## Task requirements
Copy exactly the last part of the entries, starting from the line with "mark: the glossy" and including the final line.

## Provided data
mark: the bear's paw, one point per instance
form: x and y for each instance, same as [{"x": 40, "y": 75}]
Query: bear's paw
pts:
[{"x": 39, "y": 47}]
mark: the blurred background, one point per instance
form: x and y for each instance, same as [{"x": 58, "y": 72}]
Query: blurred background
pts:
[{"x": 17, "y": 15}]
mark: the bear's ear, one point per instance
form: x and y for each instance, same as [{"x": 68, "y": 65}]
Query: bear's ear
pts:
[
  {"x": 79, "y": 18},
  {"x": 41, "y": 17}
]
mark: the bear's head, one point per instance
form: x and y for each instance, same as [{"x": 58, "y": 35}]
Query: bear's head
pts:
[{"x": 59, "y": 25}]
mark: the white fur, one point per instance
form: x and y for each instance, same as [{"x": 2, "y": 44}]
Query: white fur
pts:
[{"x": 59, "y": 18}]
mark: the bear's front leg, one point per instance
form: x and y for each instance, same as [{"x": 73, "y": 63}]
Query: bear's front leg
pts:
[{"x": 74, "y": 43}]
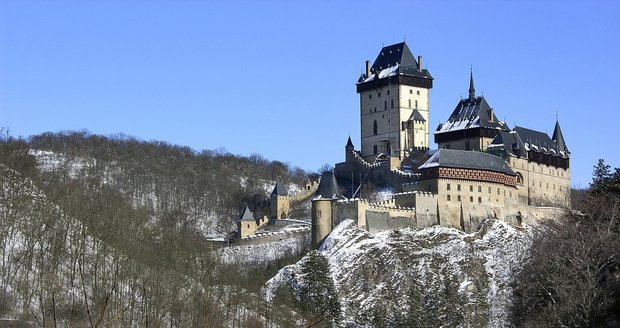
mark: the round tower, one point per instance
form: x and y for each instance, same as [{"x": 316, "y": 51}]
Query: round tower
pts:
[
  {"x": 279, "y": 202},
  {"x": 323, "y": 208}
]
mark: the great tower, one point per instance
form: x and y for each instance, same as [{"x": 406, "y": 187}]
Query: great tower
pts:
[{"x": 394, "y": 104}]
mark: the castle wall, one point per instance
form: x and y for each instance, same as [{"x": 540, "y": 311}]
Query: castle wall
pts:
[
  {"x": 322, "y": 220},
  {"x": 279, "y": 206},
  {"x": 542, "y": 184},
  {"x": 475, "y": 143}
]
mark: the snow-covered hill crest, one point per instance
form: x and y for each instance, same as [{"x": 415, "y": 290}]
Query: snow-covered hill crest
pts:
[{"x": 435, "y": 275}]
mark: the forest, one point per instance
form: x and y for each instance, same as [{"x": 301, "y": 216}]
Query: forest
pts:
[{"x": 112, "y": 231}]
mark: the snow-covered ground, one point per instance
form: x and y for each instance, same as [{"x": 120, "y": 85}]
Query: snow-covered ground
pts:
[
  {"x": 378, "y": 271},
  {"x": 263, "y": 252}
]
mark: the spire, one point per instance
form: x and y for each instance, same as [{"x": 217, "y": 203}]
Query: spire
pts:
[
  {"x": 558, "y": 137},
  {"x": 279, "y": 189},
  {"x": 247, "y": 215},
  {"x": 472, "y": 91},
  {"x": 349, "y": 144}
]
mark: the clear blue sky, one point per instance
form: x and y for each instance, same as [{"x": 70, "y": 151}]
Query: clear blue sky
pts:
[{"x": 278, "y": 77}]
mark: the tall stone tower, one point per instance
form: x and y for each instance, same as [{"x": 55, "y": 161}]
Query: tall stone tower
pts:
[
  {"x": 322, "y": 208},
  {"x": 394, "y": 103},
  {"x": 279, "y": 202}
]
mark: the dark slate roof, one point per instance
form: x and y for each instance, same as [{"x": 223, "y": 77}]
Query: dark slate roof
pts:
[
  {"x": 559, "y": 138},
  {"x": 279, "y": 189},
  {"x": 540, "y": 142},
  {"x": 416, "y": 116},
  {"x": 472, "y": 113},
  {"x": 328, "y": 187},
  {"x": 349, "y": 144},
  {"x": 395, "y": 59},
  {"x": 465, "y": 159},
  {"x": 508, "y": 143},
  {"x": 246, "y": 215}
]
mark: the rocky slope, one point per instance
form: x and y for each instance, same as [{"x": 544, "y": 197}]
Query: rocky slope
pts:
[{"x": 432, "y": 277}]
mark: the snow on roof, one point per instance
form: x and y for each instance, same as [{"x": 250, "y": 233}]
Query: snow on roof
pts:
[{"x": 390, "y": 71}]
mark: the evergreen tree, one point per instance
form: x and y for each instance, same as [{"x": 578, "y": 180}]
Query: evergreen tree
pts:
[{"x": 601, "y": 177}]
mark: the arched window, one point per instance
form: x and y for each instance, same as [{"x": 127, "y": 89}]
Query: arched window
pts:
[{"x": 519, "y": 178}]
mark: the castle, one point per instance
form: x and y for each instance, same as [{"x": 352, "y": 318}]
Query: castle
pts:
[{"x": 481, "y": 168}]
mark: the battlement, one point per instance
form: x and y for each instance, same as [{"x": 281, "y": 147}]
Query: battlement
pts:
[{"x": 362, "y": 161}]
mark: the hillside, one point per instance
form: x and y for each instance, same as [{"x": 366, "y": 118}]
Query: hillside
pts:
[
  {"x": 98, "y": 231},
  {"x": 420, "y": 277}
]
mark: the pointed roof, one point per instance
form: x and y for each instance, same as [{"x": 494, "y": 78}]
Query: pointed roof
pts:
[
  {"x": 558, "y": 137},
  {"x": 540, "y": 142},
  {"x": 472, "y": 91},
  {"x": 279, "y": 189},
  {"x": 416, "y": 116},
  {"x": 395, "y": 59},
  {"x": 247, "y": 215},
  {"x": 508, "y": 143},
  {"x": 349, "y": 144},
  {"x": 328, "y": 187},
  {"x": 472, "y": 113}
]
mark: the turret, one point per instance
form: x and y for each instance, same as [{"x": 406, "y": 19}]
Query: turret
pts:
[
  {"x": 322, "y": 208},
  {"x": 559, "y": 139},
  {"x": 279, "y": 202},
  {"x": 472, "y": 90}
]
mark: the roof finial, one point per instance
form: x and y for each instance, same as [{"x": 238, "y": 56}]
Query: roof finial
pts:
[{"x": 472, "y": 91}]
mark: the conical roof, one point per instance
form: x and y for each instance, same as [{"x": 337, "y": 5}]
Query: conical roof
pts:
[
  {"x": 247, "y": 215},
  {"x": 328, "y": 187},
  {"x": 279, "y": 189},
  {"x": 349, "y": 144},
  {"x": 472, "y": 90}
]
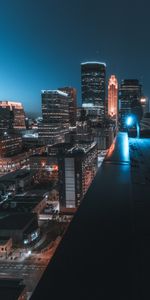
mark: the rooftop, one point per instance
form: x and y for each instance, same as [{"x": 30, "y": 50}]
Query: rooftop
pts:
[
  {"x": 16, "y": 221},
  {"x": 104, "y": 254}
]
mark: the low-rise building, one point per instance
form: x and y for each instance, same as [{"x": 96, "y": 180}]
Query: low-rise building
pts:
[
  {"x": 5, "y": 246},
  {"x": 18, "y": 180},
  {"x": 12, "y": 289},
  {"x": 22, "y": 227}
]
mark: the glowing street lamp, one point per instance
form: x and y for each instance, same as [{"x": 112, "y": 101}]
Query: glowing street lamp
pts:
[{"x": 131, "y": 120}]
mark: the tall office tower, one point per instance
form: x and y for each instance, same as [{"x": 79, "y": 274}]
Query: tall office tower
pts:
[
  {"x": 113, "y": 98},
  {"x": 72, "y": 101},
  {"x": 55, "y": 112},
  {"x": 129, "y": 95},
  {"x": 12, "y": 116},
  {"x": 93, "y": 81},
  {"x": 10, "y": 145},
  {"x": 77, "y": 168}
]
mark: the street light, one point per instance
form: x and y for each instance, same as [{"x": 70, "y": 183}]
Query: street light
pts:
[{"x": 131, "y": 120}]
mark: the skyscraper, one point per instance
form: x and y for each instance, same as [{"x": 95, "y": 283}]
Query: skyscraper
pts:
[
  {"x": 55, "y": 112},
  {"x": 129, "y": 93},
  {"x": 72, "y": 102},
  {"x": 12, "y": 116},
  {"x": 113, "y": 97},
  {"x": 93, "y": 81},
  {"x": 77, "y": 168}
]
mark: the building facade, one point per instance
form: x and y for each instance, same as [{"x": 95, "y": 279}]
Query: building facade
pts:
[
  {"x": 93, "y": 86},
  {"x": 72, "y": 102},
  {"x": 55, "y": 112},
  {"x": 113, "y": 97},
  {"x": 10, "y": 145},
  {"x": 129, "y": 93},
  {"x": 12, "y": 116},
  {"x": 77, "y": 168}
]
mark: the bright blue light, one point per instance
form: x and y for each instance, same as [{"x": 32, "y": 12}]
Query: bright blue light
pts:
[{"x": 129, "y": 121}]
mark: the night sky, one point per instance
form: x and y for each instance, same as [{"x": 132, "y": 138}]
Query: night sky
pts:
[{"x": 42, "y": 44}]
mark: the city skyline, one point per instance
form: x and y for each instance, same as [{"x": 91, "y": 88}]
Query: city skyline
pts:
[{"x": 45, "y": 53}]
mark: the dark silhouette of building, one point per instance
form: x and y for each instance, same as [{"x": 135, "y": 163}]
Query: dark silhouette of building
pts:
[
  {"x": 12, "y": 116},
  {"x": 55, "y": 112},
  {"x": 77, "y": 168},
  {"x": 93, "y": 86},
  {"x": 72, "y": 102}
]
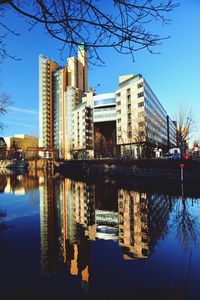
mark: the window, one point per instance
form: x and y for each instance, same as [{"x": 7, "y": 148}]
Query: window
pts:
[
  {"x": 140, "y": 104},
  {"x": 128, "y": 91},
  {"x": 141, "y": 114},
  {"x": 129, "y": 98},
  {"x": 140, "y": 85},
  {"x": 141, "y": 124},
  {"x": 140, "y": 95}
]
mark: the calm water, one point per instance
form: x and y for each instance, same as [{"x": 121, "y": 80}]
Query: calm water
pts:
[{"x": 71, "y": 239}]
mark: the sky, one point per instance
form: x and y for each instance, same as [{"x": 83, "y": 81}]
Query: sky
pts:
[{"x": 173, "y": 75}]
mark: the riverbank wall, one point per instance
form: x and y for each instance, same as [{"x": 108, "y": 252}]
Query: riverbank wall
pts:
[{"x": 149, "y": 168}]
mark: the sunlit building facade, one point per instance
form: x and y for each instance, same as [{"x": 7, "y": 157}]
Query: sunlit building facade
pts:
[
  {"x": 75, "y": 123},
  {"x": 124, "y": 122},
  {"x": 141, "y": 117},
  {"x": 59, "y": 89}
]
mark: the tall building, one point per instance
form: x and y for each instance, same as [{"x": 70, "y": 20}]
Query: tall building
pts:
[
  {"x": 59, "y": 89},
  {"x": 141, "y": 117},
  {"x": 75, "y": 123},
  {"x": 131, "y": 121}
]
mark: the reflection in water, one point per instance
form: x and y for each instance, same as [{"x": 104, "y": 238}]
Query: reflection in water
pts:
[
  {"x": 72, "y": 216},
  {"x": 77, "y": 216},
  {"x": 186, "y": 223}
]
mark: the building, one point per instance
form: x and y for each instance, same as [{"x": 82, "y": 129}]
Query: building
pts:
[
  {"x": 3, "y": 147},
  {"x": 75, "y": 123},
  {"x": 142, "y": 122},
  {"x": 22, "y": 142},
  {"x": 60, "y": 88}
]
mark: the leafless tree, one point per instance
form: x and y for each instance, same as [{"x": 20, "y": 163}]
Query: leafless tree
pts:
[
  {"x": 119, "y": 24},
  {"x": 186, "y": 126},
  {"x": 4, "y": 104}
]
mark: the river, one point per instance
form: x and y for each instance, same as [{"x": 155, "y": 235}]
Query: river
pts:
[{"x": 63, "y": 238}]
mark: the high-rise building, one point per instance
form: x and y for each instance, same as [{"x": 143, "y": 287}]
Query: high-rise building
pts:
[
  {"x": 75, "y": 123},
  {"x": 141, "y": 117},
  {"x": 59, "y": 89}
]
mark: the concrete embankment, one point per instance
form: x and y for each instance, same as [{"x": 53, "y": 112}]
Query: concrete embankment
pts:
[
  {"x": 150, "y": 168},
  {"x": 32, "y": 164}
]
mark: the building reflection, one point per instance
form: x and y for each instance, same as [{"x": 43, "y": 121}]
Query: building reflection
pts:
[
  {"x": 72, "y": 216},
  {"x": 17, "y": 183},
  {"x": 142, "y": 222}
]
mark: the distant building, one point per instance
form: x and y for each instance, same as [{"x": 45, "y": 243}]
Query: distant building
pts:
[
  {"x": 75, "y": 123},
  {"x": 3, "y": 147},
  {"x": 60, "y": 88},
  {"x": 23, "y": 142}
]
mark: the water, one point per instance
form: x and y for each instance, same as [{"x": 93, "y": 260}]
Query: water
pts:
[{"x": 64, "y": 238}]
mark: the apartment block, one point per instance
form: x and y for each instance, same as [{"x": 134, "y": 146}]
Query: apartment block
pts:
[
  {"x": 141, "y": 117},
  {"x": 75, "y": 123},
  {"x": 60, "y": 88}
]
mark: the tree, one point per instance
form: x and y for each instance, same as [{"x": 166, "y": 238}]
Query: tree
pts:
[
  {"x": 185, "y": 125},
  {"x": 4, "y": 104},
  {"x": 120, "y": 24}
]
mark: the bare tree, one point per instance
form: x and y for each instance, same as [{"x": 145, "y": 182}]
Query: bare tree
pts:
[
  {"x": 185, "y": 127},
  {"x": 4, "y": 104},
  {"x": 119, "y": 24}
]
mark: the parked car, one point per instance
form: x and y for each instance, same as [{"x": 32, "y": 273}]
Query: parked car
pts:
[{"x": 172, "y": 156}]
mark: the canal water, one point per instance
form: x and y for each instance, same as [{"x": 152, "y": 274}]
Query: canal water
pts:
[{"x": 63, "y": 238}]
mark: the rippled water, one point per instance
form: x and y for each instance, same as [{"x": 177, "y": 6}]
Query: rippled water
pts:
[{"x": 64, "y": 238}]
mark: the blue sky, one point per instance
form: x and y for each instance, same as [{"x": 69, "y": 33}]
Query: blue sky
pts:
[{"x": 174, "y": 75}]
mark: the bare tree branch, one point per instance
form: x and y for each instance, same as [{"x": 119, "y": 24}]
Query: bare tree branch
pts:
[
  {"x": 4, "y": 104},
  {"x": 122, "y": 24}
]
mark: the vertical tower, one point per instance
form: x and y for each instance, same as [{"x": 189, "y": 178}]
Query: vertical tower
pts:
[
  {"x": 56, "y": 100},
  {"x": 46, "y": 69}
]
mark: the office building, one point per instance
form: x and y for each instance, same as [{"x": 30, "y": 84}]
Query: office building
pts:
[
  {"x": 60, "y": 88},
  {"x": 75, "y": 123}
]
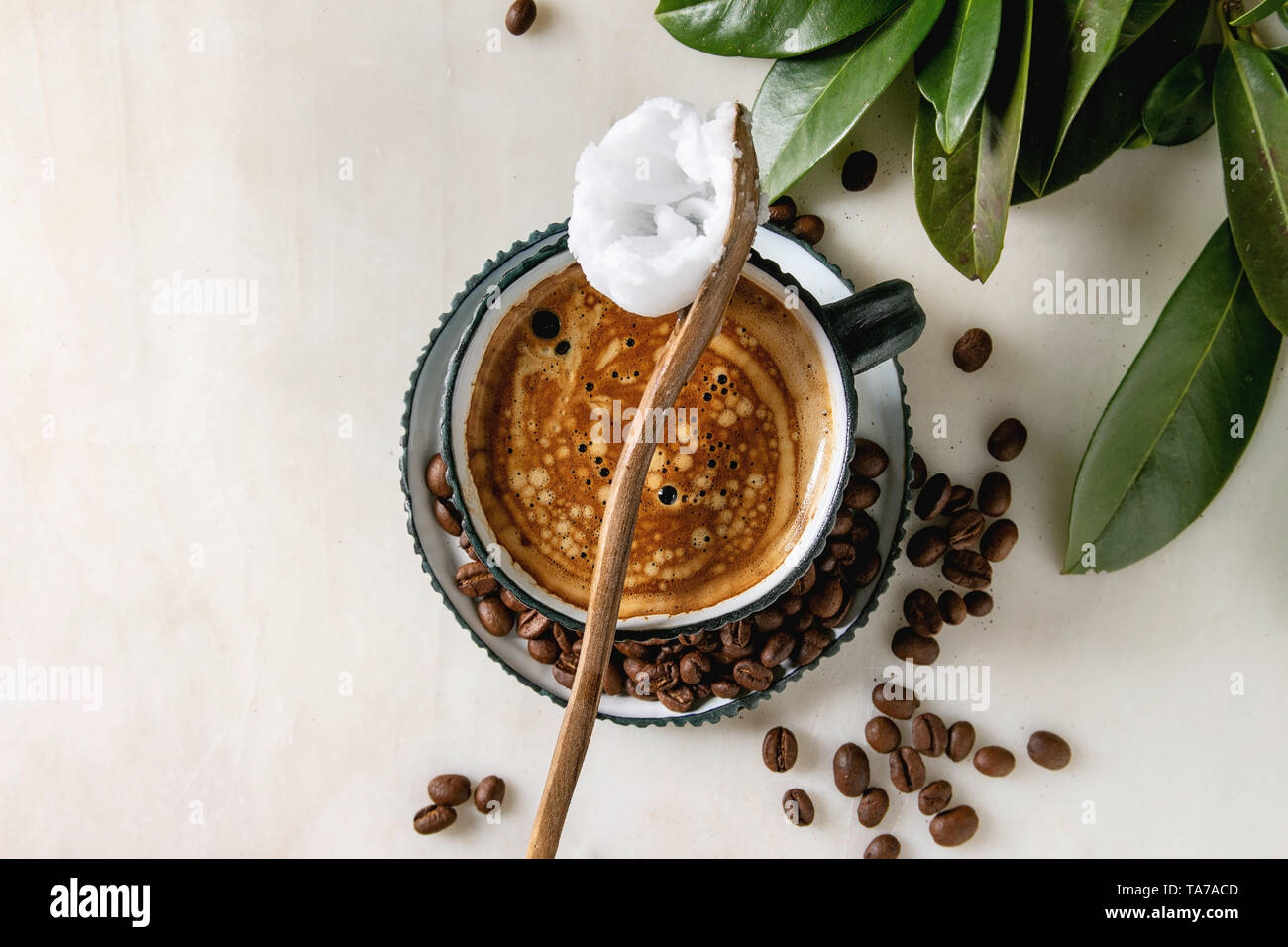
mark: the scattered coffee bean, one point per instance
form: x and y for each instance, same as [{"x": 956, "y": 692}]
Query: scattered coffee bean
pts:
[
  {"x": 954, "y": 826},
  {"x": 1008, "y": 440},
  {"x": 850, "y": 770},
  {"x": 995, "y": 761},
  {"x": 1048, "y": 750},
  {"x": 1000, "y": 540},
  {"x": 935, "y": 796},
  {"x": 433, "y": 818},
  {"x": 973, "y": 350},
  {"x": 907, "y": 771},
  {"x": 450, "y": 789},
  {"x": 798, "y": 806}
]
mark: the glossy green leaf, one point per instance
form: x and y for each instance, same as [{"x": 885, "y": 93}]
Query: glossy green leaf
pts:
[
  {"x": 771, "y": 29},
  {"x": 1180, "y": 419},
  {"x": 964, "y": 197},
  {"x": 1252, "y": 127},
  {"x": 954, "y": 62},
  {"x": 806, "y": 105},
  {"x": 1180, "y": 107}
]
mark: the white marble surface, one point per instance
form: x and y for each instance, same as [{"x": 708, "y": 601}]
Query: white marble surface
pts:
[{"x": 206, "y": 506}]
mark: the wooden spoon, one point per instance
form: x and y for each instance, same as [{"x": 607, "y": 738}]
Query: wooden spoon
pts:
[{"x": 692, "y": 335}]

## Result
mark: the glossy green leaf, one point per instance
form: x and y for each instance, same as [{"x": 885, "y": 93}]
Query: glossy green leaf
pts:
[
  {"x": 771, "y": 29},
  {"x": 1180, "y": 419},
  {"x": 964, "y": 197},
  {"x": 1252, "y": 127},
  {"x": 954, "y": 62},
  {"x": 806, "y": 105},
  {"x": 1180, "y": 107}
]
mark: the white marble surface, one point per instance
form: x and y for each instance, same as [{"x": 708, "y": 601}]
Query: white marble surface
pts:
[{"x": 206, "y": 506}]
mark: the wooden spoon, one point per instance
form: x and y for each instance, same as [{"x": 607, "y": 738}]
Query: wooden spoon
pts:
[{"x": 692, "y": 335}]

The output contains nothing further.